Cheat Sheet

Veterans Benefits For Dummies Cheat Sheet

From Veterans Benefits For Dummies

By Rod Powers

There are many benefits available to those who have served our country and the loved ones of those veterans. However, deciphering what those benefits are, as well as how and where they can be used, can be a difficult task on a good day. You don’t need a lawyer to lay it all out for you. You just need to know where to look. No more needless frustration!

Qualifying for Your Military ID Card

It can sometimes be difficult to know who qualifies for veterans benefits. ID cards are issued for other military benefits, including shopping, travel and Tricare. Here is a list of basic qualifications:

  • Military members on active duty.

  • Members of the active (drilling) National Guard or Reserves.

  • Retired active-duty members. Active-duty members can retire after performing at least 20 years of active-duty service.

  • Retired National Guard and Reserve members who are receiving retired pay.

  • Veterans who have received the Medal of Honor.

  • Honorably discharged veterans who have been rated as 100 percent disabled by the Department of Veterans Affairs (VA) due to a service-related injury.

  • Dependents of those listed here. Dependents include a veteran’s spouse and children.

Exceptions for former spouses

In most cases of divorce between a military member and his spouse, the nonmilitary spouse will lose her ID card and privileges, with two exceptions, known as the “20/20/20” rule and the “10/20/10” rule.

Surviving family members

Under certain conditions, surviving family members of deceased military personnel are authorized to retain their ID cards:

  • Members who died while on active duty under orders that specified a period of duty of more than 30 days or members who died while in a retired-with-pay status.

  • National Guard and Reserve members who died from an injury or illness that happened or was aggravated while on active duty for a period of 30 days or less.

▶ _Requirement 1_
According to the veterans benefits cheat sheet, how many years of active-duty service must active-duty members perform before they can retire?
▶ _Requirement 2_
Write a continuation of the veterans benefits cheat sheet, picking up after its last sentence.
This data comes from a separate source.

Referring expression pointing data:
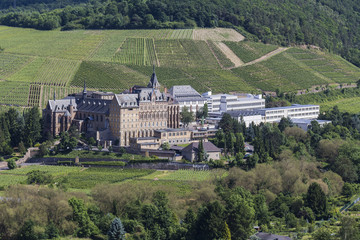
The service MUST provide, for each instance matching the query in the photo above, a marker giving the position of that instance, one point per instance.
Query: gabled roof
(61, 105)
(127, 100)
(208, 147)
(94, 105)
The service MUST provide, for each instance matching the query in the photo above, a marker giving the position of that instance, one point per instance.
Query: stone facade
(134, 113)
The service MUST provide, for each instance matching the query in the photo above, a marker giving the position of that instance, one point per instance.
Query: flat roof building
(185, 95)
(228, 102)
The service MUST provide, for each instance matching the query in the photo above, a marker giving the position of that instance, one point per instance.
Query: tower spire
(153, 80)
(84, 91)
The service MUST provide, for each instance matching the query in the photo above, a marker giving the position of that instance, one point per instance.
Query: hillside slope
(331, 24)
(35, 64)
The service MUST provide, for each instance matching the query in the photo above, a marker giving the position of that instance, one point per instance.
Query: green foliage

▶ _Response area 1_
At least 20 years.

▶ _Response area 2_
  • National Guard and Reserve members who qualified for retirement and were receiving retirement pay.

  • National Guard and Reserve members who qualified for retirement, but weren’t receiving pay because they hadn’t reached age 60.

  • Honorably discharged veterans rated by the VA as 100 percent disabled because of a service-connected injury or disease.

  • Medal of Honor recipients.

Where You Can Put the GI Bill to Use

You can use your GI Bill benefits to pay for almost any education program that leads to an accredited college degree or to an occupational objective. The programs listed here are examples of the types of approved training programs for which GI Bill benefits are payable.

  • An undergraduate or graduate degree at a college or university, including

    • An accredited independent study program (which may be offered through distance education) leading to a standard college degree.

    • A cooperative (co-op) training program (a full-time program alternating school instruction and job training in a business or industrial establishment).

  • A certificate or diploma from a business, technical, or vocational school, including co-op programs.

  • An accredited independent study course leading to a certificate from a college, university, or other degree-granting educational institution.

  • An apprenticeship or on-job training (OJT) program offered by a company or union. Apprenticeships or OJT programs offer an alternative to college or vocational school for helping you gain experience in the field you choose.

  • A correspondence course.

  • Flight training. You must have a private pilot certificate and meet the medical requirements for the desired certificate when you begin training.

  • Programs overseas that lead to a college degree.

Where You Can’t Use the G.I. Bill

The GI Bills can be used to pay for a variety of education and training programs, but there are restrictions on where or how the benefits can be used. You may not receive benefits for the following courses:

  • Bartending and personality development courses.

  • Nonaccredited independent study courses.

  • Any course given by radio.

  • Self-improvement courses such as reading, speaking, woodworking, basic seamanship, and English as a second language.

  • Farm cooperative courses.

  • Audited courses.

  • Courses paid in whole or in part by the military tuition assistance or other armed forces program.

  • Courses that are recreational in character.

  • Courses that don’t lead to an educational, professional, or vocational objective.

  • Courses you’ve taken before and successfully completed.

  • Courses you take as a federal employee under the Government Employees’ Training Act.